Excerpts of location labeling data

[Start]

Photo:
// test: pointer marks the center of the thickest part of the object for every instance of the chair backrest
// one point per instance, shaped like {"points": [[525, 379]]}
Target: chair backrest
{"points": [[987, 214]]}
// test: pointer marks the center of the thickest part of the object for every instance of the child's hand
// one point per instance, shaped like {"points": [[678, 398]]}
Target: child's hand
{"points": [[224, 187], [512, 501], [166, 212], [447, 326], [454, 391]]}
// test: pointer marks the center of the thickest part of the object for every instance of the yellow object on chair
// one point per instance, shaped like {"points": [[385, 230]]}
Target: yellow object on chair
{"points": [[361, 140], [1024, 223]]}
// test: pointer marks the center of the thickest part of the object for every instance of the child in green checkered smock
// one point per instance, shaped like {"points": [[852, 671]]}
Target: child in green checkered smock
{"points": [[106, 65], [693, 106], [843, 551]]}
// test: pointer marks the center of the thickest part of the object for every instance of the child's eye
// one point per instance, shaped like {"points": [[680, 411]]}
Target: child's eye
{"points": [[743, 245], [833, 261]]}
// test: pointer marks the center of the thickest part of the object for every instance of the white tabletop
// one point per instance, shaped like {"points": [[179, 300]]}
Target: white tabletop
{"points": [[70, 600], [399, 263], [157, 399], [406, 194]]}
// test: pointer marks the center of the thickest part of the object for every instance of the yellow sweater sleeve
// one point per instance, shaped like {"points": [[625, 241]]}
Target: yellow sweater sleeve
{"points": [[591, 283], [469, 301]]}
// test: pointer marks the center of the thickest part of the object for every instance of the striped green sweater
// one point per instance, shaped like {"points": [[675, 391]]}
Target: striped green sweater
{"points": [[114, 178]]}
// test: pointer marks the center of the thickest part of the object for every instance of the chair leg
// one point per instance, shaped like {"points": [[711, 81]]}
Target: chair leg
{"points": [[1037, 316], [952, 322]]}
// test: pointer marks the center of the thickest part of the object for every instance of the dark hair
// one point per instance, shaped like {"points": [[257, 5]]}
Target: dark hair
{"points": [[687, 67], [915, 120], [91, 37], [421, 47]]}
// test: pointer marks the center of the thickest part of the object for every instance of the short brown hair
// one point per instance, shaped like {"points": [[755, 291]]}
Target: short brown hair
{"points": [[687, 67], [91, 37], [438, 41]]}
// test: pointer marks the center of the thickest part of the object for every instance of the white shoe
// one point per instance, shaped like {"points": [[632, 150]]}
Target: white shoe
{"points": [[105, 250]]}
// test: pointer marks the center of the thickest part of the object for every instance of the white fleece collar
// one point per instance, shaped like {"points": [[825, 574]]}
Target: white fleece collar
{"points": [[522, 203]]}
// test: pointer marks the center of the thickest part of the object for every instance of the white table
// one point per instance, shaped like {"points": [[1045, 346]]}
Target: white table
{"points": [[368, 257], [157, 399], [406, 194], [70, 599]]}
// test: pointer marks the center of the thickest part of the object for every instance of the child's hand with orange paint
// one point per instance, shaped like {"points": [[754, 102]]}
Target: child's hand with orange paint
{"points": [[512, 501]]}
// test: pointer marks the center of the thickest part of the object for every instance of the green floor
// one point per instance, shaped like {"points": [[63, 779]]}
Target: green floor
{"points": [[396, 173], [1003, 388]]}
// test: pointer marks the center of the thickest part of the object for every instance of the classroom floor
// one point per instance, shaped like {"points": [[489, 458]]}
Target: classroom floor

[End]

▶ TASK BRIEF
Write out all of the lines above word for word, with no changes.

▶ EXERCISE RESULT
Photo:
// test: pointer marks the center of the thickest part of the object for every instance of the chair backrest
// one point per instance, shaped like {"points": [[525, 379]]}
Target: chair backrest
{"points": [[987, 214]]}
// test: pointer marks the center of the thickest part of the object for every instance of the child's hand
// one point per instance, shaped like {"points": [[678, 398]]}
Target: child's hand
{"points": [[224, 187], [512, 501], [166, 212], [447, 326], [454, 391]]}
// test: pointer marks the center of the thickest part of the object for every instance of the yellow object on chair
// one point per instance, shaped like {"points": [[385, 230]]}
Target: yellow object on chair
{"points": [[361, 140], [1024, 223]]}
// test: pointer marks the center of the thickest part of the object for every instance of the child in green checkered smock
// one point per instance, shaped like {"points": [[852, 671]]}
Target: child in green checkered smock
{"points": [[106, 65], [693, 106], [843, 551]]}
// test: pointer marks the center of the thickest part of the object for every instance of the child's eye
// one point per instance, shaped like {"points": [[680, 411]]}
Target: child's eye
{"points": [[743, 245], [833, 261]]}
// test: pointer marks the center of the thickest part of the object for every instance of the white tabletop
// one point per instance, shaped like {"points": [[179, 300]]}
Target: white tabletop
{"points": [[70, 600], [399, 263], [157, 399], [406, 194]]}
// test: pointer marks the center of the thickest part of the object for every instance of the yellow sweater sleeve
// one point per instance, shaped like {"points": [[625, 241]]}
Target: yellow sweater sleeve
{"points": [[591, 283], [469, 301]]}
// test: pointer marks the center of the thickest part of the object for every instance of the striped green sweater
// one point per instance, shaped like {"points": [[675, 391]]}
Target: striped green sweater
{"points": [[114, 178]]}
// test: pointer marks the center of the thickest part of the object for every instance of the chair leg
// one point per instance, shaped like {"points": [[711, 81]]}
Target: chair leg
{"points": [[1037, 316], [952, 322]]}
// test: pointer marks the center of the thickest part of the object for every instance of the dark hair
// one point per instance, shaped like {"points": [[257, 5]]}
Target: dark hair
{"points": [[687, 67], [915, 120], [91, 37], [421, 47]]}
// test: pointer marks the center of the thickest part of the object for every instance of the short brown hair
// one point per instance, shaped like {"points": [[755, 291]]}
Target: short brown hair
{"points": [[687, 67], [91, 37], [438, 41]]}
// test: pointer marks the center of the thickest part of the object for every instance of the white shoe
// one point per instance, shaped like {"points": [[632, 150]]}
Target: white shoe
{"points": [[105, 250]]}
// test: pointer marks the center of the thickest part of the object for every instance of the white fleece collar
// one point per instance, shaped like {"points": [[825, 574]]}
Target: white fleece collar
{"points": [[522, 203]]}
// test: pointer marks the center of the thickest part of the object for every instance of the white table
// one point per instance, shaped like {"points": [[1045, 346]]}
Target: white table
{"points": [[368, 257], [157, 399], [406, 194], [70, 599]]}
// test: pointer marks the center of the thickest part of the object for every instance of the child's hand with orange paint
// one point per instance, shaped like {"points": [[754, 102]]}
Target: child's hand with orange paint
{"points": [[512, 501]]}
// test: pointer marks the center of the thickest part of the object for every instance of the green floor
// one point per instance, shaped like {"points": [[63, 779]]}
Target: green floor
{"points": [[396, 173], [1003, 388]]}
// test: pointer marks the center of the thickest part of the object for every instance of the classroom floor
// one point per instance, shaped like {"points": [[489, 458]]}
Target: classroom floor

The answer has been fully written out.